● EXERCISE REQUIREMENTS: Substitute "object" for "instance" in the lines between the one holding "outline --target window" and the one holding "[[[19,96],[78,94],[77,17],[74,10],[18,6]]]", inclusive. Write out only those lines, with nothing else altered.

#### RECORDED DATA ####

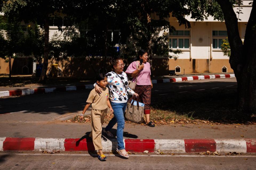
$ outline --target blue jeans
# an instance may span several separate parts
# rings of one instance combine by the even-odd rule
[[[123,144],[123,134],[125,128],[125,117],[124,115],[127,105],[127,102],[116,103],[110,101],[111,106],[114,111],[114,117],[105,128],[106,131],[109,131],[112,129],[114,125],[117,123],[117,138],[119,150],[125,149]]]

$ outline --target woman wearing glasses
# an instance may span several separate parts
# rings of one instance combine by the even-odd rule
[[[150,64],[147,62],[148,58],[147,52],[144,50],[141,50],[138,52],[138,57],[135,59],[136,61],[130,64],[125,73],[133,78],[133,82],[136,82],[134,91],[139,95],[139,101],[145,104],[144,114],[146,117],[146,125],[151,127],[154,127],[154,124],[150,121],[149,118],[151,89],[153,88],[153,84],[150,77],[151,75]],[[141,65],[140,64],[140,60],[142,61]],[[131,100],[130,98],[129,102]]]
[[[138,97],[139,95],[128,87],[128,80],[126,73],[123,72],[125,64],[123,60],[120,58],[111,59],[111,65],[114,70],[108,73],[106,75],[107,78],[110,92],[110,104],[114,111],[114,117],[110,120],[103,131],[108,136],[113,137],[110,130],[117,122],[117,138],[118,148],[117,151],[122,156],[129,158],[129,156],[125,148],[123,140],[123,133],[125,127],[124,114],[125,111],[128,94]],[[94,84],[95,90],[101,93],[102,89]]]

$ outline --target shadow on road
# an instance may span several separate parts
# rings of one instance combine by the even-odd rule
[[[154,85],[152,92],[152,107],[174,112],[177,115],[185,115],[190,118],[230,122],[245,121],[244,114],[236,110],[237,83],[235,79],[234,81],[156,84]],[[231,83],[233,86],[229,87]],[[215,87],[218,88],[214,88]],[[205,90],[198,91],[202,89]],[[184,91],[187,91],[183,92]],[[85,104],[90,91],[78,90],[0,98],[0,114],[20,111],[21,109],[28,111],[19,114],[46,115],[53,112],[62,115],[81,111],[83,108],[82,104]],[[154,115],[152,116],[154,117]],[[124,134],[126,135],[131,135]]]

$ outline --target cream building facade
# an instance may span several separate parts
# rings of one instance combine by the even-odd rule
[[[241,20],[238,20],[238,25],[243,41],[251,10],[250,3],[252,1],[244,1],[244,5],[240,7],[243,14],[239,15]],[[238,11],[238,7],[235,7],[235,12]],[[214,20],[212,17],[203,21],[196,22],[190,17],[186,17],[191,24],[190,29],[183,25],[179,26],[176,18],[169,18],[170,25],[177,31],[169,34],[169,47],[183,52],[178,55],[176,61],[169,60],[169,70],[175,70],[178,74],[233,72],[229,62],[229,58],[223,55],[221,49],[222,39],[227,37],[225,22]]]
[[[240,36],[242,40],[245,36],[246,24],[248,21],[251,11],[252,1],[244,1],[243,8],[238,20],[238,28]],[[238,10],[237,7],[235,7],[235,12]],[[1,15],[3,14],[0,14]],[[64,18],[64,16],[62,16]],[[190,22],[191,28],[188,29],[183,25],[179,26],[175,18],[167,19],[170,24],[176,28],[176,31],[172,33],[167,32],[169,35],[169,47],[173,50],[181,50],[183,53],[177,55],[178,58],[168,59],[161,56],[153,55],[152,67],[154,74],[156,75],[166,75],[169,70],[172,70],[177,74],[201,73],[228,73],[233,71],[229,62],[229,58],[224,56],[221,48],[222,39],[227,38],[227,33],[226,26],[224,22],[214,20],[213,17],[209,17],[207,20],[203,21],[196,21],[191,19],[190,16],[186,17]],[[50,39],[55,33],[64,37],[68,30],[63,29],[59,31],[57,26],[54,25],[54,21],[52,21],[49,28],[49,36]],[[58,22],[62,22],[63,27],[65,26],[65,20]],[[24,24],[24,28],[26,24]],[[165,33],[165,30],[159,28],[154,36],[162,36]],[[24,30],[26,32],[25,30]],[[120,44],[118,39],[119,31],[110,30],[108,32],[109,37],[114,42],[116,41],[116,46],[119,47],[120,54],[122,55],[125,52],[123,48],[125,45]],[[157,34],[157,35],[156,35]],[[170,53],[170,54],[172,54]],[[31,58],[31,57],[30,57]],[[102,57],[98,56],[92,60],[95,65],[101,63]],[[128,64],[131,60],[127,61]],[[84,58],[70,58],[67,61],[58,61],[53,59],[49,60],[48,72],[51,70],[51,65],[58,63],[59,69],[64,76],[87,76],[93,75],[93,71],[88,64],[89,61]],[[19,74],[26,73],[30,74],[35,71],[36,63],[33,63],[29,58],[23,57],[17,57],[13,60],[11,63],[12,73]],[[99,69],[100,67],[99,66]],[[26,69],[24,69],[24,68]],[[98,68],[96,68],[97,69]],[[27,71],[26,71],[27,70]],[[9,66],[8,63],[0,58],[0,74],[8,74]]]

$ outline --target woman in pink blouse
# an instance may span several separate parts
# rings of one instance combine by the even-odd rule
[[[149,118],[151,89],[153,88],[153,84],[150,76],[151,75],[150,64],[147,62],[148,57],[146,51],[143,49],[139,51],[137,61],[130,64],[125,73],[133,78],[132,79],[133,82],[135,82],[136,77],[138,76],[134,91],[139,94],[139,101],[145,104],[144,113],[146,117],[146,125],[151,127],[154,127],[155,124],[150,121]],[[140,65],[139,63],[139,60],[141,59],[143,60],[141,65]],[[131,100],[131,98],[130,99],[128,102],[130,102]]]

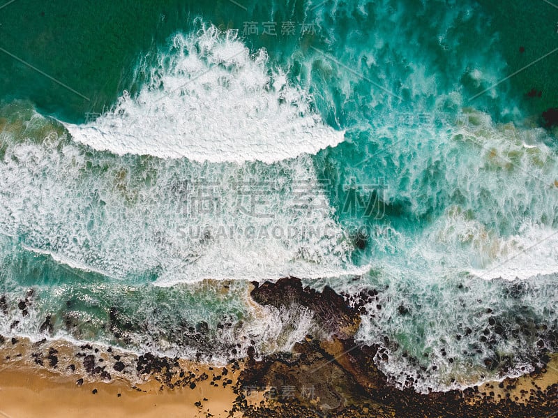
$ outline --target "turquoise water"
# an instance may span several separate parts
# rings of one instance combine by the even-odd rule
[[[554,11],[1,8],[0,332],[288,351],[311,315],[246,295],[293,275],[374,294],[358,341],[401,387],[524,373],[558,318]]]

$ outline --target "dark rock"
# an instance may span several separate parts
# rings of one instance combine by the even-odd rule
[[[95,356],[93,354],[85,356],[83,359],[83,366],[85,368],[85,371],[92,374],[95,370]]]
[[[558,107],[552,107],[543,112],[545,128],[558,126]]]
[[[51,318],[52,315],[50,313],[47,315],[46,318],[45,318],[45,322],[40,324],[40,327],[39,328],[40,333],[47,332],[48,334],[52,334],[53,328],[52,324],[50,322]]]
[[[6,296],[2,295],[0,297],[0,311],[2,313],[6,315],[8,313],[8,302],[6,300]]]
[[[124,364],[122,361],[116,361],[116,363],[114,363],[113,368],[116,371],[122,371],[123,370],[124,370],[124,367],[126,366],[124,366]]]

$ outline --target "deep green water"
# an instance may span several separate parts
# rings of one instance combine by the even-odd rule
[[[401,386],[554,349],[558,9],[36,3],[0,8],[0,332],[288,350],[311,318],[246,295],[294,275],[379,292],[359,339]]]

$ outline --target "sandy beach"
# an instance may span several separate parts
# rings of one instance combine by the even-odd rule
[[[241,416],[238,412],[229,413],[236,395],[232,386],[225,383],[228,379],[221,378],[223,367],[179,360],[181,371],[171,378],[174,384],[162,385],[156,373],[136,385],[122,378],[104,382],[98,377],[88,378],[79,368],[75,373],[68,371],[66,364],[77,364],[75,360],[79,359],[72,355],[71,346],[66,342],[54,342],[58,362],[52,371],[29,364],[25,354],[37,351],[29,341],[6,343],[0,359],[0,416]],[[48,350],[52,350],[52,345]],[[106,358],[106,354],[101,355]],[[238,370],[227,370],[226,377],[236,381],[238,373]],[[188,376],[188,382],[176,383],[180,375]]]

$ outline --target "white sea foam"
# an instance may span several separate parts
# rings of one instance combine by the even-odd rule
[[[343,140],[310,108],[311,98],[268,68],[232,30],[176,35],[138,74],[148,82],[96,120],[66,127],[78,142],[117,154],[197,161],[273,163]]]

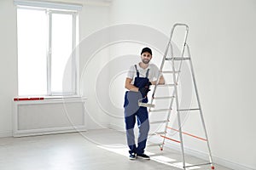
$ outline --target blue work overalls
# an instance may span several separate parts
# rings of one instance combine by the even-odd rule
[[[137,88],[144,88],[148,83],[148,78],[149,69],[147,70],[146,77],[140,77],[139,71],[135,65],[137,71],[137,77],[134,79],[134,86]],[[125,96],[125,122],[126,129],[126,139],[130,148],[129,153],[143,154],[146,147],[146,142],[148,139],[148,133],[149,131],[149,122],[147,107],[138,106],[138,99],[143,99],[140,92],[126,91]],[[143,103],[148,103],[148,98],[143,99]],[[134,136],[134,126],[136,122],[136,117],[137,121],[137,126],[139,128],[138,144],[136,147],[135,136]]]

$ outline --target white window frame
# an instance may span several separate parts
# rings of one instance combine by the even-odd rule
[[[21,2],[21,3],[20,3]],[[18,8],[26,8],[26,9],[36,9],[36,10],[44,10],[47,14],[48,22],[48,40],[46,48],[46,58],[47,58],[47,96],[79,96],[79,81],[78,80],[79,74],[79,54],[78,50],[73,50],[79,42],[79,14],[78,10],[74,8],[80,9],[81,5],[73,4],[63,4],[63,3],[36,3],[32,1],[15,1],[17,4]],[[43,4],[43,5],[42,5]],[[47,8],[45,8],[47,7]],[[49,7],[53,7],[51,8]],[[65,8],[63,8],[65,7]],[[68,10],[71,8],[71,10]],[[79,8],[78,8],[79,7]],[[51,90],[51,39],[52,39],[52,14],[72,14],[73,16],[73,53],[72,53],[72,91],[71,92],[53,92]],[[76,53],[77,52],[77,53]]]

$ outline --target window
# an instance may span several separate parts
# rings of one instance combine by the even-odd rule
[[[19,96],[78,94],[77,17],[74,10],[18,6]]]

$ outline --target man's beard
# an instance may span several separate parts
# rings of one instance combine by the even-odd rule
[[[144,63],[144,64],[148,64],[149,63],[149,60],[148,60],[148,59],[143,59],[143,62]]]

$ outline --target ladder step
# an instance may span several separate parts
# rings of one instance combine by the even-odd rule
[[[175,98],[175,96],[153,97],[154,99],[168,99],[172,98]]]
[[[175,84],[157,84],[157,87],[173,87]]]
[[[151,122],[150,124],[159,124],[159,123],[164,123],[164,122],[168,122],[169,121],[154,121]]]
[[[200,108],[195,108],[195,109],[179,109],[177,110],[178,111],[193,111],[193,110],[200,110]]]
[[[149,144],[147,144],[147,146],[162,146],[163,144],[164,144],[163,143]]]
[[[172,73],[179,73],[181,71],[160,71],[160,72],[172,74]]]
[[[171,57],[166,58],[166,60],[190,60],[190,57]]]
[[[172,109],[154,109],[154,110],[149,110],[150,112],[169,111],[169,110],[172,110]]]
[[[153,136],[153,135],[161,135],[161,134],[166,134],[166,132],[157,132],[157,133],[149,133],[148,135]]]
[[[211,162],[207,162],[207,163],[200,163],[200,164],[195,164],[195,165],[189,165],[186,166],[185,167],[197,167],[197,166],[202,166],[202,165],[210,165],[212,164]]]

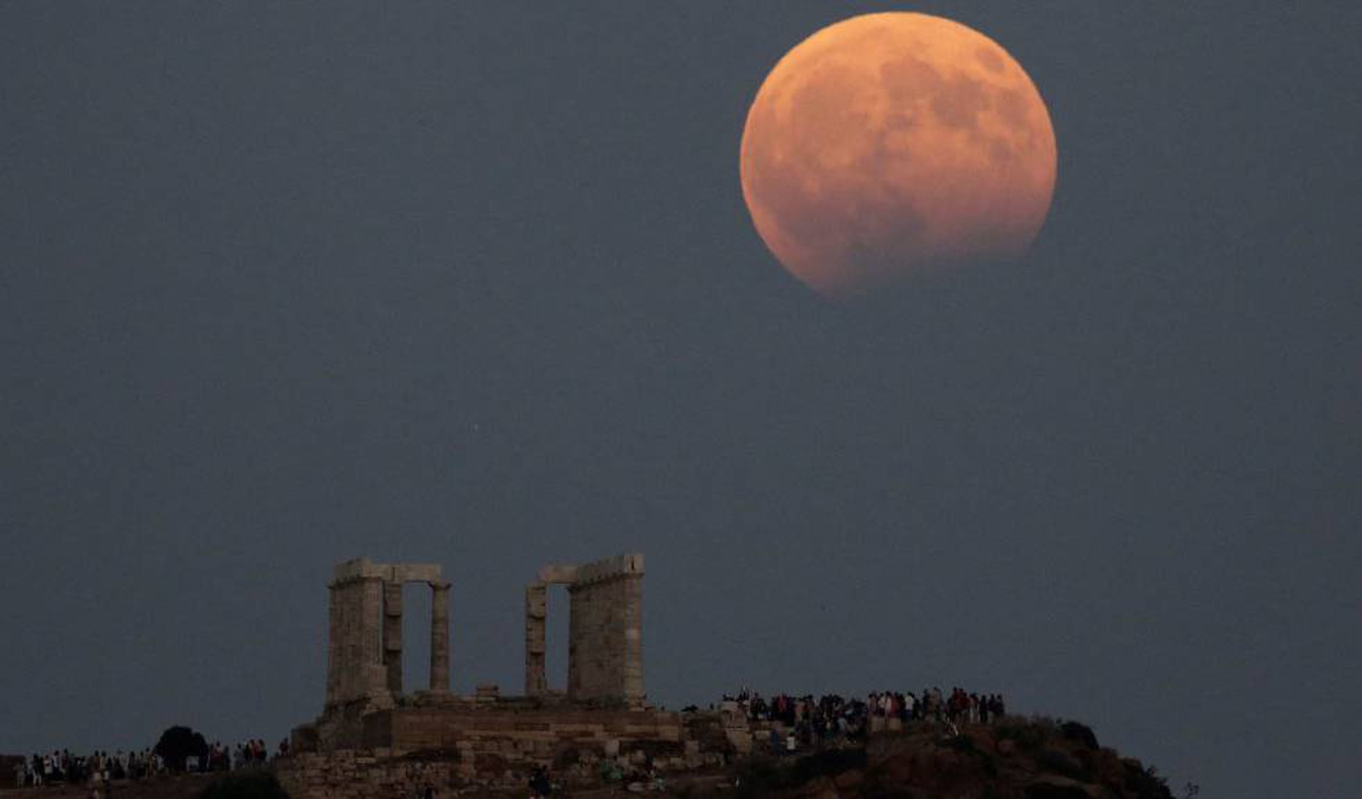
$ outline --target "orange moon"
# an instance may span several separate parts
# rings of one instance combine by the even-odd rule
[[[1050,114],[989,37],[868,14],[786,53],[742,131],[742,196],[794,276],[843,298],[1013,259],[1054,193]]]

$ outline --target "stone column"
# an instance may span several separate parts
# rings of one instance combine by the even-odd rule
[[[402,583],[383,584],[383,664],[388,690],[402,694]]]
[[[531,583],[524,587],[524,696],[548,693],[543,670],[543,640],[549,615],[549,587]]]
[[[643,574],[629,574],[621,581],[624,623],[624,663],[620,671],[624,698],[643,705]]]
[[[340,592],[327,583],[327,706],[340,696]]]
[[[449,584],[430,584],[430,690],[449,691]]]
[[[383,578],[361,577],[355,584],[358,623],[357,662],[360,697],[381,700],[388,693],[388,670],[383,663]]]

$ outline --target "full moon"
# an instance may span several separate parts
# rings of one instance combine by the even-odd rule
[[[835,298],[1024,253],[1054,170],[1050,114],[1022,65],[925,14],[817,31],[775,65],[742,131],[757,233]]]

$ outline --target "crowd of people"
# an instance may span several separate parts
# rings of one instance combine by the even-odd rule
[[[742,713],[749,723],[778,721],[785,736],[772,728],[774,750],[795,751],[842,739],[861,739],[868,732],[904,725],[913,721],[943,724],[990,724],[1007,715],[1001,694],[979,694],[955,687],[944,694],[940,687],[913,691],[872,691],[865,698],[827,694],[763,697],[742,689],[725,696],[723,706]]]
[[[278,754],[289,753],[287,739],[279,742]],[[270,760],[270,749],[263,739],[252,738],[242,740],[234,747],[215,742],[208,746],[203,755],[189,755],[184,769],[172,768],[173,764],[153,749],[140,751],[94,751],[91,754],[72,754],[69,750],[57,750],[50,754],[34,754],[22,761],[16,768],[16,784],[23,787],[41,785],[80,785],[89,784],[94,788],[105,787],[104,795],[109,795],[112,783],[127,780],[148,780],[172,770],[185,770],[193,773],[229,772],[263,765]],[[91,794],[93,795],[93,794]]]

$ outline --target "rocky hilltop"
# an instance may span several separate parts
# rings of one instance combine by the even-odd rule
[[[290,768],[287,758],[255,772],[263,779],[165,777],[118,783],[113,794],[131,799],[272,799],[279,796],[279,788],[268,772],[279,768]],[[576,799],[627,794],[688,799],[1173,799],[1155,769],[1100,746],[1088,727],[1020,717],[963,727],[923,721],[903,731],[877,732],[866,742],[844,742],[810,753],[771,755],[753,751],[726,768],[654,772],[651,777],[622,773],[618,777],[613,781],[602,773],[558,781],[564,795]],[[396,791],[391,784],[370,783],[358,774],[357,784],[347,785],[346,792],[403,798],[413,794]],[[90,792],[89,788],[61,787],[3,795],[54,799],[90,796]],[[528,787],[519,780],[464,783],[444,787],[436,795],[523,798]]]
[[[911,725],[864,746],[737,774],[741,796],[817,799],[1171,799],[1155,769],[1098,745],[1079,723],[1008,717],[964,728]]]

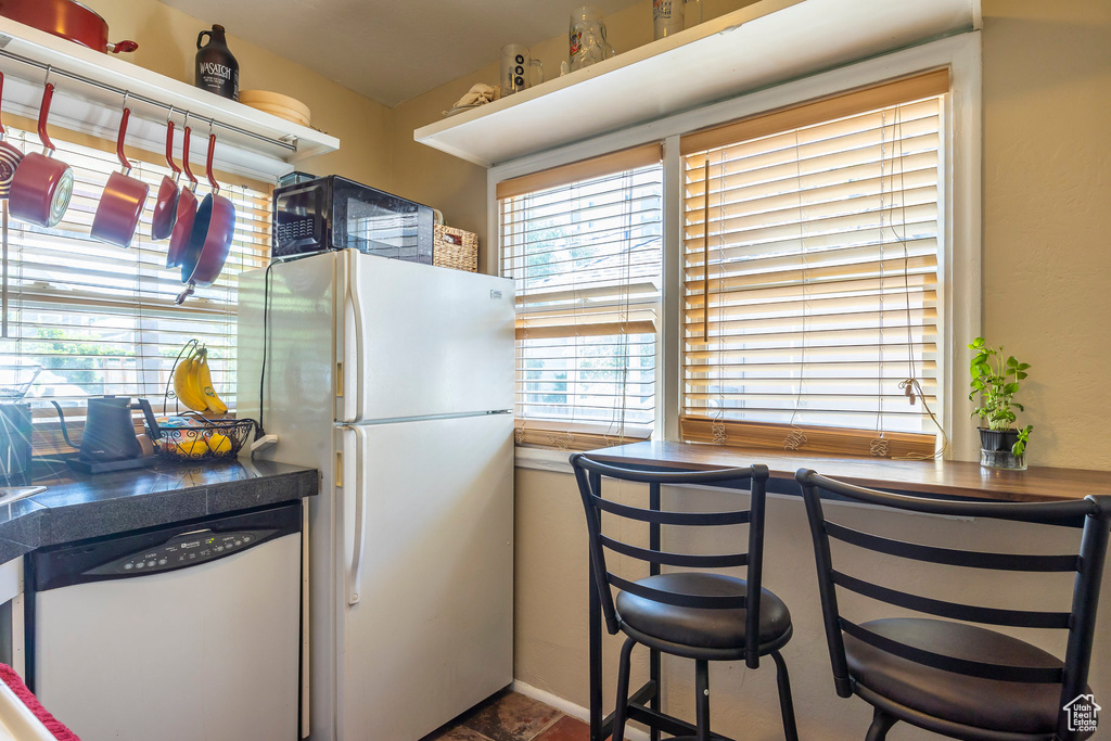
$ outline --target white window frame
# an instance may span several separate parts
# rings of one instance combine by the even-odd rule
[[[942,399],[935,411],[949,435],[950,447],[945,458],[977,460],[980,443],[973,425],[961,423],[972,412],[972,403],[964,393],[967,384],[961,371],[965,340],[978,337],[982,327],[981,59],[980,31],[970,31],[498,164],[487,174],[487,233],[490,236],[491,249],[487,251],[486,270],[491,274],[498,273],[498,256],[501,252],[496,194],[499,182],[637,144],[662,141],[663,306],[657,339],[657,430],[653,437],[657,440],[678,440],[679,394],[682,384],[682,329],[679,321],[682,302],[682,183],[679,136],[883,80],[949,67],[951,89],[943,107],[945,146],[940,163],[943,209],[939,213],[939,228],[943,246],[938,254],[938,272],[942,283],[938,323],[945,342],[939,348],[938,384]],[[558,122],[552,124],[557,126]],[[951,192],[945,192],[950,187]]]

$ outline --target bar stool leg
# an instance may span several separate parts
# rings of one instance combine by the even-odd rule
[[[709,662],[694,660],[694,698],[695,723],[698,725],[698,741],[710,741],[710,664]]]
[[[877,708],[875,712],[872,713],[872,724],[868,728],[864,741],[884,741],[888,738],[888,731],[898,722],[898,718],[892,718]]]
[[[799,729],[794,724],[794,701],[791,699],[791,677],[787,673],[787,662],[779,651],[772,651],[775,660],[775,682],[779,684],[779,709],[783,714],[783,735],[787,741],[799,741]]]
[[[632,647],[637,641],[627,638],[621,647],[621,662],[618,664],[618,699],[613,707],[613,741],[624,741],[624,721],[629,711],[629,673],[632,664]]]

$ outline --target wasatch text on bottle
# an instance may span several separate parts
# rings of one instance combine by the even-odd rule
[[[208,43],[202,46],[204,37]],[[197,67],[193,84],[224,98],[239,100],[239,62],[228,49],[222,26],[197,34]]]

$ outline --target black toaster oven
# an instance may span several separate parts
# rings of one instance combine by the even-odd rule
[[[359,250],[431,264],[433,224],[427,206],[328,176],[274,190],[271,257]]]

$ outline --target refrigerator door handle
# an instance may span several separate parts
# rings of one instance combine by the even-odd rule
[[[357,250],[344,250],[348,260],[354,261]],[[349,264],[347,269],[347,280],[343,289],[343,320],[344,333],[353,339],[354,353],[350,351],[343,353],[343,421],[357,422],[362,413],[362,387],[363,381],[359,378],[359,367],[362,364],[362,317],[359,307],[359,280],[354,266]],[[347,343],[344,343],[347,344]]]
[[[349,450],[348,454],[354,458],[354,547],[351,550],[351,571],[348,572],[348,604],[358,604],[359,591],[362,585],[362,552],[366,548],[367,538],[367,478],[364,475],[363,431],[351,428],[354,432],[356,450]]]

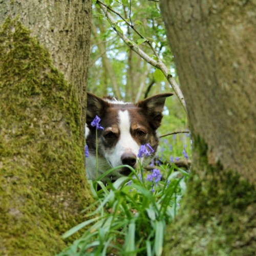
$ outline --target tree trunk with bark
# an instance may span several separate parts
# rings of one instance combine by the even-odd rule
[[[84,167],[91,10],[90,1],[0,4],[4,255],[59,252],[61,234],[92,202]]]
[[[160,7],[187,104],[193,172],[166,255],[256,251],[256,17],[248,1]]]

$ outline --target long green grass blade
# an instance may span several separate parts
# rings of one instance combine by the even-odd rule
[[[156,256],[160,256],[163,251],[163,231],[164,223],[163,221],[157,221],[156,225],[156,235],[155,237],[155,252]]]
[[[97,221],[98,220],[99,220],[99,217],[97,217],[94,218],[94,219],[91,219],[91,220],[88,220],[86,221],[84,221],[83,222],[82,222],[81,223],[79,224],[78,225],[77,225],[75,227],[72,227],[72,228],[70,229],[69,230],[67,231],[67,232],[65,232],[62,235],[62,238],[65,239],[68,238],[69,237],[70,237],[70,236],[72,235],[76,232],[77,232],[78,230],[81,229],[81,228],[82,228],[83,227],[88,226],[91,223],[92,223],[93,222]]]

####

● ANSWER TO THE EXERCISE:
$ outline --target window
# an object may span several separate parts
# rings of one object combine by the even-odd rule
[[[19,96],[78,94],[77,17],[74,10],[18,6]]]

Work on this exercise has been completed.